### WORK INSTRUCTIONS
Reproduce every one of the following items line for line, without changing anything.

### TASK MATERIAL
* * *
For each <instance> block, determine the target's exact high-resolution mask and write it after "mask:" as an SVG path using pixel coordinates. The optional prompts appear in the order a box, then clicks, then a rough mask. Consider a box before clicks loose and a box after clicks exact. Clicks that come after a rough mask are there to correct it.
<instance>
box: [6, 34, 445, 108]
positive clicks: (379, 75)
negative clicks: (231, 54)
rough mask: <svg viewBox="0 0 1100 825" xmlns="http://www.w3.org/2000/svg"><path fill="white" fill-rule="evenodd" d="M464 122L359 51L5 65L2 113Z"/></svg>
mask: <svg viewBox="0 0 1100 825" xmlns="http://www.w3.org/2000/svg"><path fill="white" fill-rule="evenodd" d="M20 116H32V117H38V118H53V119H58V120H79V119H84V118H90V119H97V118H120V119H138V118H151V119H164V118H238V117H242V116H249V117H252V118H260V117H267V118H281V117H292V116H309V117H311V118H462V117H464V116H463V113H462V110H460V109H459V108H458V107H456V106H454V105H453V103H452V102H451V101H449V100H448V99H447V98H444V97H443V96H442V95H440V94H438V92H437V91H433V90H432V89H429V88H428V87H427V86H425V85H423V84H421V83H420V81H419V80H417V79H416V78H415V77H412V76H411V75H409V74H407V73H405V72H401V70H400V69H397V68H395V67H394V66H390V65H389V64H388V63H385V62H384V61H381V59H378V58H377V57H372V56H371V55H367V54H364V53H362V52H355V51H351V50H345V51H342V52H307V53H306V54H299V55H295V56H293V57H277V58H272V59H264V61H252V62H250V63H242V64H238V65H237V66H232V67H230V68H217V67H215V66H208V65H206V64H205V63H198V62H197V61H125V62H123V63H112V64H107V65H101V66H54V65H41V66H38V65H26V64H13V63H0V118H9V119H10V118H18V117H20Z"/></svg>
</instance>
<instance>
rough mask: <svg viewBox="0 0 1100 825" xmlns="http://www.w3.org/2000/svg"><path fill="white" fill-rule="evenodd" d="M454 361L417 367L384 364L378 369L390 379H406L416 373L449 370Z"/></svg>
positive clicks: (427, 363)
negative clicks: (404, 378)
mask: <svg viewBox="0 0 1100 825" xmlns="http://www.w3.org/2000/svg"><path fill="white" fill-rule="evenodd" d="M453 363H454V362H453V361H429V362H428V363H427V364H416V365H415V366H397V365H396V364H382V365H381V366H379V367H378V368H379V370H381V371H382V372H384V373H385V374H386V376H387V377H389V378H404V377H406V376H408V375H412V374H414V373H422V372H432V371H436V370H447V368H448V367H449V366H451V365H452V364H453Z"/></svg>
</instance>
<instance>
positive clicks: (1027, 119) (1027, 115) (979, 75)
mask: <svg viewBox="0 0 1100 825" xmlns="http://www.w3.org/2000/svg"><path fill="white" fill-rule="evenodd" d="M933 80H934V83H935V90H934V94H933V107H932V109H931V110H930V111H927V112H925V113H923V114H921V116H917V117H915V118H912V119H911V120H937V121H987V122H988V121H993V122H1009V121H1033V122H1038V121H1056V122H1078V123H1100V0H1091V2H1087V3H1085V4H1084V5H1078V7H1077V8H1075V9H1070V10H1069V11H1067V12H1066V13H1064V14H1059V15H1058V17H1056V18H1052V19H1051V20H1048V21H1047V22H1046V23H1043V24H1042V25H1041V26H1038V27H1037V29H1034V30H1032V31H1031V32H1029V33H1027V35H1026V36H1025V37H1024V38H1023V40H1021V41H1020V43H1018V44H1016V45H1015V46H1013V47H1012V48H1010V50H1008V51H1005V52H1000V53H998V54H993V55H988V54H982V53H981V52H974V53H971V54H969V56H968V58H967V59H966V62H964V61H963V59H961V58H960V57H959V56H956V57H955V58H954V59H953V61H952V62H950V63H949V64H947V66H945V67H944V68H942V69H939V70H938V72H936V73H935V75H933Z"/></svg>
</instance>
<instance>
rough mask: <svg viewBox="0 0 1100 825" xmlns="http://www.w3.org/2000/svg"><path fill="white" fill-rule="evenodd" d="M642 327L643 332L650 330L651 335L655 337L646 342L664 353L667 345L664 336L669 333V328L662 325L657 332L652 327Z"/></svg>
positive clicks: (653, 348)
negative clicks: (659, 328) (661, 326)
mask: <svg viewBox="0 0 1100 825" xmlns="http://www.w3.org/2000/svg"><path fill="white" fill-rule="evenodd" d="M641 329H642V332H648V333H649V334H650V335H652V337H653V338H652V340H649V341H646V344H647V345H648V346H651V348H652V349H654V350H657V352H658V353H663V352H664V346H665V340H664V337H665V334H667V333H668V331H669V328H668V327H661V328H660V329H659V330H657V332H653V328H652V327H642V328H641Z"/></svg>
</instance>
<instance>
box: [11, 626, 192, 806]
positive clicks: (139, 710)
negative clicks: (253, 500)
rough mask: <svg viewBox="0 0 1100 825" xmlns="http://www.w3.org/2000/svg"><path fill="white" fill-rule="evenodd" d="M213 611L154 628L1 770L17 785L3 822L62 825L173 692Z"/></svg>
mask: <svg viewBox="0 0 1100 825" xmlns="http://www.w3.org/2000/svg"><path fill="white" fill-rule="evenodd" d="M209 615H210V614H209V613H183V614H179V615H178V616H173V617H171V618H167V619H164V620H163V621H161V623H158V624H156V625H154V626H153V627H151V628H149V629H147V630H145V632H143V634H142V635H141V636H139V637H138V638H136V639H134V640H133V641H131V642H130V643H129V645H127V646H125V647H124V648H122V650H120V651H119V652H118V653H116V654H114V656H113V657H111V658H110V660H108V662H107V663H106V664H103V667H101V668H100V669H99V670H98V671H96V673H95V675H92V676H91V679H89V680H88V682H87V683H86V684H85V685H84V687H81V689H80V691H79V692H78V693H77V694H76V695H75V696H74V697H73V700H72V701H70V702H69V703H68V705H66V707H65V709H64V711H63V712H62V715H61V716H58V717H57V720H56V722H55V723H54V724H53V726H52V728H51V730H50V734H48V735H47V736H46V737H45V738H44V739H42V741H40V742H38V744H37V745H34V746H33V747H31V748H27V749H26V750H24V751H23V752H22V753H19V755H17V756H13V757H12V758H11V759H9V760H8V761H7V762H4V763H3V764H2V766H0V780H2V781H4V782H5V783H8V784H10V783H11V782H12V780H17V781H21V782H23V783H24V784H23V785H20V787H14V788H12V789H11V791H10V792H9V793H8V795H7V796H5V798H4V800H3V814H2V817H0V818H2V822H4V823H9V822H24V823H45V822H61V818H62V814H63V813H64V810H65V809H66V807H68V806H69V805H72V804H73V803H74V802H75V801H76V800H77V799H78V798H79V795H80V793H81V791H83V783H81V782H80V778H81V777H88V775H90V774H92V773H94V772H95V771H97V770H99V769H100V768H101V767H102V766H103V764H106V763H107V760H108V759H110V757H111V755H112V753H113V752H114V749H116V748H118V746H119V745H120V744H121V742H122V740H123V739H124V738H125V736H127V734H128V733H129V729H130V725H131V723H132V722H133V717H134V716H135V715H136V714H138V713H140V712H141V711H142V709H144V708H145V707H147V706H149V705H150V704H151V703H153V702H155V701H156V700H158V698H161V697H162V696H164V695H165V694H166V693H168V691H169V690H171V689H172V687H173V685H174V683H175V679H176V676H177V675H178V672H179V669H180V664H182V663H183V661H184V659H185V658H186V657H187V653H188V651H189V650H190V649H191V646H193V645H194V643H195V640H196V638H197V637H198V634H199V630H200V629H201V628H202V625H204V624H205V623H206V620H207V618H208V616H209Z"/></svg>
* * *
### YOUR SOLUTION
For each <instance> block, determine the target's exact high-resolution mask and write it after "mask:" as an SVG path using pixel coordinates. The optional prompts appear in the order a box, then clicks, then a rough mask. Consider a box before clicks loose and a box after clicks exact. Clicks that come after a rough mask are there to correct it.
<instance>
box: [6, 34, 445, 108]
positive clicks: (379, 75)
negative clicks: (231, 54)
rough mask: <svg viewBox="0 0 1100 825" xmlns="http://www.w3.org/2000/svg"><path fill="white" fill-rule="evenodd" d="M464 122L359 51L5 65L2 113Z"/></svg>
mask: <svg viewBox="0 0 1100 825" xmlns="http://www.w3.org/2000/svg"><path fill="white" fill-rule="evenodd" d="M20 116H32V117H38V118H53V119H58V120H79V119H84V118H90V119H97V118H120V119H138V118H151V119H164V118H238V117H242V116H249V117H252V118H260V117H267V118H281V117H292V116H309V117H311V118H462V117H464V116H463V113H462V110H460V109H459V108H458V107H456V106H454V105H453V103H452V102H451V101H449V100H448V99H447V98H444V97H443V96H442V95H440V94H438V92H437V91H433V90H432V89H429V88H428V87H427V86H425V85H423V84H421V83H420V81H419V80H417V79H416V78H415V77H412V76H411V75H409V74H407V73H405V72H401V70H400V69H397V68H395V67H394V66H390V65H389V64H388V63H385V62H384V61H381V59H378V58H377V57H372V56H371V55H367V54H364V53H362V52H355V51H351V50H345V51H342V52H307V53H306V54H299V55H295V56H293V57H277V58H272V59H264V61H252V62H250V63H242V64H238V65H237V66H232V67H230V68H217V67H215V66H208V65H206V64H205V63H198V62H197V61H125V62H123V63H112V64H107V65H101V66H54V65H41V66H38V65H26V64H13V63H0V118H9V119H10V118H18V117H20Z"/></svg>
</instance>
<instance>
rough mask: <svg viewBox="0 0 1100 825" xmlns="http://www.w3.org/2000/svg"><path fill="white" fill-rule="evenodd" d="M454 361L417 367L384 364L378 369L390 379H406L416 373L449 370Z"/></svg>
positive clicks: (427, 363)
negative clicks: (404, 378)
mask: <svg viewBox="0 0 1100 825" xmlns="http://www.w3.org/2000/svg"><path fill="white" fill-rule="evenodd" d="M453 363H454V362H453V361H429V362H428V363H427V364H416V365H415V366H397V365H396V364H382V365H381V366H379V367H378V368H379V370H381V371H382V372H384V373H385V374H386V376H387V377H389V378H404V377H406V376H408V375H412V374H414V373H422V372H432V371H436V370H447V368H448V367H449V366H451V365H452V364H453Z"/></svg>
</instance>
<instance>
positive clicks: (1027, 119) (1027, 115) (979, 75)
mask: <svg viewBox="0 0 1100 825" xmlns="http://www.w3.org/2000/svg"><path fill="white" fill-rule="evenodd" d="M933 80H934V83H935V90H934V94H933V107H932V109H931V110H930V111H927V112H925V113H923V114H921V116H917V117H915V118H912V119H911V120H937V121H987V122H988V121H993V122H1009V121H1033V122H1038V121H1056V122H1078V123H1100V0H1091V2H1087V3H1085V4H1084V5H1078V7H1077V8H1075V9H1070V10H1069V11H1067V12H1066V13H1064V14H1059V15H1058V17H1056V18H1052V19H1051V20H1048V21H1047V22H1046V23H1043V24H1042V25H1041V26H1038V27H1037V29H1034V30H1032V31H1031V32H1029V33H1027V35H1026V36H1025V37H1024V38H1023V40H1021V41H1020V43H1018V44H1016V45H1015V46H1013V47H1012V48H1010V50H1008V51H1005V52H1000V53H998V54H993V55H988V54H982V53H981V52H974V53H971V54H969V56H968V58H967V59H966V62H964V61H963V59H961V58H960V57H959V56H956V57H955V58H954V59H953V61H952V62H950V63H949V64H947V66H945V67H944V68H942V69H939V70H938V72H936V73H935V75H933Z"/></svg>
</instance>
<instance>
rough mask: <svg viewBox="0 0 1100 825" xmlns="http://www.w3.org/2000/svg"><path fill="white" fill-rule="evenodd" d="M642 327L643 332L650 330L651 335L655 337L646 342L664 353L667 345L664 336L669 333V328L662 325L657 332L652 327Z"/></svg>
positive clicks: (653, 348)
negative clicks: (659, 328) (661, 326)
mask: <svg viewBox="0 0 1100 825" xmlns="http://www.w3.org/2000/svg"><path fill="white" fill-rule="evenodd" d="M641 329H642V332H648V333H649V334H650V335H652V337H653V338H652V340H649V341H646V344H647V345H648V346H651V348H652V349H654V350H657V352H658V353H663V352H664V346H665V340H664V337H665V334H667V333H668V331H669V328H668V327H661V328H660V329H659V330H657V332H653V328H652V327H642V328H641Z"/></svg>
</instance>
<instance>
box: [11, 626, 192, 806]
positive clicks: (139, 710)
negative clicks: (253, 500)
rough mask: <svg viewBox="0 0 1100 825" xmlns="http://www.w3.org/2000/svg"><path fill="white" fill-rule="evenodd" d="M213 611L154 628L1 770L17 785L3 822L62 825L173 692Z"/></svg>
mask: <svg viewBox="0 0 1100 825" xmlns="http://www.w3.org/2000/svg"><path fill="white" fill-rule="evenodd" d="M209 615H210V614H209V613H183V614H179V615H178V616H173V617H171V618H167V619H164V620H163V621H161V623H158V624H156V625H154V626H153V627H151V628H149V629H147V630H145V632H143V634H142V635H141V636H139V637H138V638H136V639H134V640H133V641H131V642H130V643H129V645H127V646H125V647H124V648H122V650H120V651H119V652H118V653H116V654H114V656H113V657H111V658H110V660H108V662H107V663H106V664H103V667H101V668H100V669H99V670H98V671H96V673H95V675H92V676H91V679H89V680H88V682H87V683H86V684H85V685H84V687H81V689H80V691H79V692H78V693H77V694H76V695H75V696H74V697H73V700H72V701H70V702H69V703H68V705H66V707H65V709H64V711H63V712H62V715H61V716H58V717H57V720H56V722H55V723H54V724H53V726H52V728H51V730H50V734H48V735H47V736H46V737H45V738H44V739H42V741H40V742H38V744H37V745H34V746H33V747H31V748H27V749H26V750H24V751H23V752H22V753H19V755H17V756H13V757H12V758H11V759H9V760H8V761H7V762H4V763H3V764H2V766H0V780H2V781H4V782H5V783H8V784H10V783H11V782H12V780H17V781H21V782H23V783H24V784H23V785H20V787H14V788H12V789H11V791H10V792H9V793H8V795H7V796H5V798H4V800H3V814H2V817H0V818H2V822H4V823H9V822H24V823H45V822H61V818H62V814H63V813H64V810H65V809H66V807H68V806H69V805H72V804H73V803H74V802H75V801H76V800H77V799H78V798H79V795H80V793H81V791H83V783H81V782H80V778H81V777H88V775H90V774H92V773H94V772H95V771H97V770H99V769H100V768H101V767H102V766H103V764H106V763H107V760H108V759H110V757H111V755H112V753H113V752H114V749H116V748H118V746H119V745H120V744H121V742H122V740H123V739H124V738H125V736H127V734H128V733H129V729H130V725H131V723H132V722H133V717H134V716H135V715H136V714H138V713H140V712H141V711H142V709H144V708H145V707H147V706H149V705H150V704H151V703H153V702H155V701H156V700H158V698H161V697H162V696H164V695H165V694H166V693H168V691H169V690H171V689H172V687H173V685H174V683H175V679H176V676H177V675H178V672H179V669H180V664H182V663H183V661H184V659H185V658H186V657H187V653H188V651H189V650H190V649H191V646H193V645H194V643H195V640H196V638H197V637H198V634H199V630H200V629H201V628H202V625H204V624H205V623H206V620H207V618H208V616H209Z"/></svg>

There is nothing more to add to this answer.